Start Extracted records
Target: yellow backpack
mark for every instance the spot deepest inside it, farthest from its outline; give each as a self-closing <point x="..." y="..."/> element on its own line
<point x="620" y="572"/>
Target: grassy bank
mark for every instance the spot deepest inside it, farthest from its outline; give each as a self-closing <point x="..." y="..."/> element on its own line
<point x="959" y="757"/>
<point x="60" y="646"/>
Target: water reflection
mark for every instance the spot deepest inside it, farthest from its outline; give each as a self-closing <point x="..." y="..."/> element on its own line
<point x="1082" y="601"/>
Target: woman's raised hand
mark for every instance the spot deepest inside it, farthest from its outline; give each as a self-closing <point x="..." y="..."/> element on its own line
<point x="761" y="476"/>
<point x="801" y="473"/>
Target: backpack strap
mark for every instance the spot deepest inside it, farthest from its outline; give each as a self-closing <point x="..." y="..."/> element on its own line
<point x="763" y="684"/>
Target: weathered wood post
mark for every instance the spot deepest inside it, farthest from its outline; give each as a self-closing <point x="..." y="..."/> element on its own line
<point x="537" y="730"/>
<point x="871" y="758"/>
End Extracted records
§ **Your instructions**
Reproduce all of the records above word for word, line by line, with nothing changed.

§ **Solution to this task**
Target: yellow backpack
mark for every instance the spot deepest inside it, farthest from its outline; give each as a self-closing <point x="..." y="..."/> element on its own line
<point x="620" y="572"/>
Target: grassy bank
mark for every instance the spot deepest inside it, farthest from its outline; give each as a self-closing <point x="..." y="..."/> element on its own line
<point x="959" y="757"/>
<point x="60" y="646"/>
Target: water reflection
mark for every instance the spot deepest inside it, farthest from its outline; give each as a self-closing <point x="..." y="..."/> element on its own line
<point x="1082" y="601"/>
Target: woman's raised hand
mark for every instance the spot deepest inside it, farthest from its outline; give each as a self-closing <point x="..." y="..."/> element on its own line
<point x="761" y="476"/>
<point x="801" y="473"/>
Target: backpack strap
mark for every instance the spot deepest inside it, farthest from its outline; give each as a self-closing <point x="..." y="..."/> element on its own line
<point x="763" y="684"/>
Target: weathered wood post
mark for every instance the spot deepest inside it, farthest from its outline; give each as a self-closing <point x="..." y="..."/> element on its own line
<point x="537" y="730"/>
<point x="871" y="758"/>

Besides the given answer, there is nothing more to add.